--- Directive ---
Count the lines of the records that contain the string "water", with case counting, and reply with the number alone.

--- Input data ---

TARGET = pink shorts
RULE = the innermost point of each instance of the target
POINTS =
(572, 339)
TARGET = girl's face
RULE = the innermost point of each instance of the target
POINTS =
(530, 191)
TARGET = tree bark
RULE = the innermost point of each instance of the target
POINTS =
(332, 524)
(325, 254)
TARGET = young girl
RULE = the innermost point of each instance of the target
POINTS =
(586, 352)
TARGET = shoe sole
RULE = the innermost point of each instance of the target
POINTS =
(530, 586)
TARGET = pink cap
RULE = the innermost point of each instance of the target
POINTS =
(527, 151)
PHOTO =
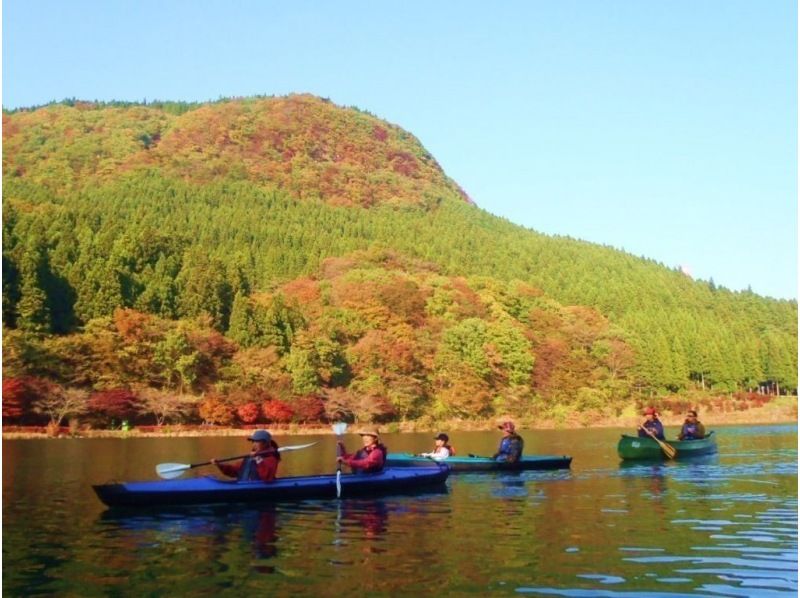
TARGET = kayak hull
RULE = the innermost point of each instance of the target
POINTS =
(209, 490)
(636, 448)
(461, 464)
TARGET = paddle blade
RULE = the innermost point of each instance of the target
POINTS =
(169, 471)
(669, 450)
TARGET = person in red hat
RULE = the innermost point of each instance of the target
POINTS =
(370, 458)
(262, 464)
(511, 445)
(652, 424)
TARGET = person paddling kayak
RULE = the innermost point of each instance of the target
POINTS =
(441, 450)
(511, 445)
(370, 458)
(262, 464)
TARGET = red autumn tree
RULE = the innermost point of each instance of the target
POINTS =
(115, 403)
(248, 413)
(309, 409)
(214, 409)
(19, 395)
(277, 411)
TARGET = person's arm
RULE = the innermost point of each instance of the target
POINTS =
(441, 453)
(515, 450)
(374, 459)
(231, 470)
(267, 468)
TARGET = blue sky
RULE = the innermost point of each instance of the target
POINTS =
(664, 128)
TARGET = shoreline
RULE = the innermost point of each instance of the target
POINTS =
(783, 413)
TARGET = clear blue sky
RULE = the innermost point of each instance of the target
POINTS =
(664, 128)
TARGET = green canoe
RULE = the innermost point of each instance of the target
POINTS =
(634, 447)
(473, 463)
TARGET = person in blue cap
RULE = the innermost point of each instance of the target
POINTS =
(261, 464)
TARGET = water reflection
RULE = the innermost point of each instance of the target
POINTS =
(724, 524)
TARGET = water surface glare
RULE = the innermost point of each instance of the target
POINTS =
(724, 525)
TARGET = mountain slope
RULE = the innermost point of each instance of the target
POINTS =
(174, 214)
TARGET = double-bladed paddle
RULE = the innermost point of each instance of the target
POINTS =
(339, 428)
(169, 471)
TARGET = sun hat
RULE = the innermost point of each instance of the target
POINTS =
(260, 436)
(368, 432)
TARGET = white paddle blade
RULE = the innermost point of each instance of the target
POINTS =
(169, 471)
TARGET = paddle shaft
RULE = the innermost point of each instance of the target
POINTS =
(667, 449)
(232, 458)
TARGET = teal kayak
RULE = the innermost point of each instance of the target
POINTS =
(472, 463)
(636, 447)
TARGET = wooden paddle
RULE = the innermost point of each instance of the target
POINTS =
(169, 471)
(339, 428)
(669, 450)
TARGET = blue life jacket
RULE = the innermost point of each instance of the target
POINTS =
(689, 431)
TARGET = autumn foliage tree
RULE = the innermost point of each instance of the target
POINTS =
(115, 403)
(248, 413)
(277, 411)
(19, 395)
(214, 409)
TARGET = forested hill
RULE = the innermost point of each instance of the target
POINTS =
(182, 210)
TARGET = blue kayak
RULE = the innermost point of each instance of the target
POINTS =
(473, 463)
(207, 490)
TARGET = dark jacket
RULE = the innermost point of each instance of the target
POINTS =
(369, 459)
(263, 466)
(655, 426)
(692, 431)
(510, 449)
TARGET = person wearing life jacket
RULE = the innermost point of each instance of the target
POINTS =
(651, 424)
(692, 428)
(368, 459)
(511, 445)
(261, 464)
(441, 450)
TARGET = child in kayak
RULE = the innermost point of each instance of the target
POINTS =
(511, 445)
(692, 428)
(370, 458)
(441, 450)
(262, 464)
(652, 424)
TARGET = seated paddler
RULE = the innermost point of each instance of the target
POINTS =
(511, 445)
(652, 425)
(261, 464)
(441, 449)
(692, 429)
(370, 458)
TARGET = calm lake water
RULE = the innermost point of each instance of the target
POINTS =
(725, 526)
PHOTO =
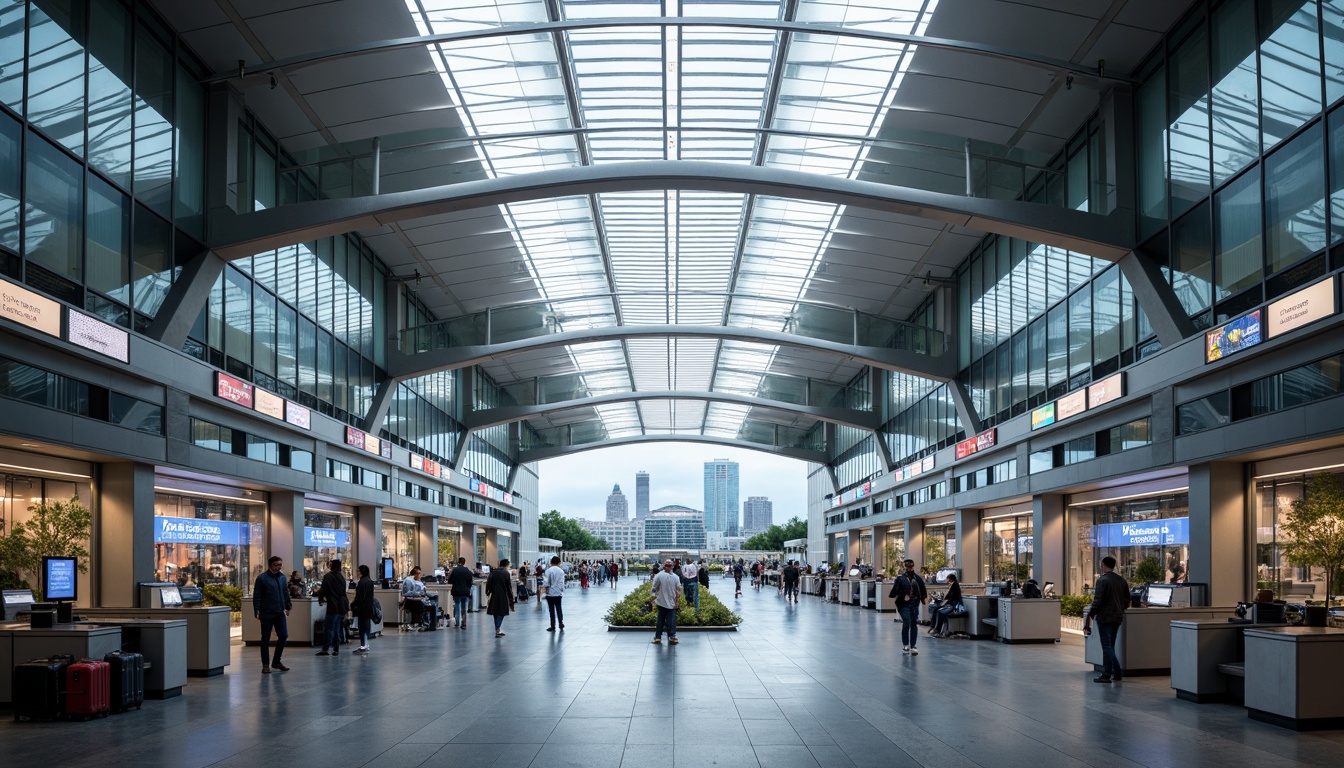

--- Complete answer ---
3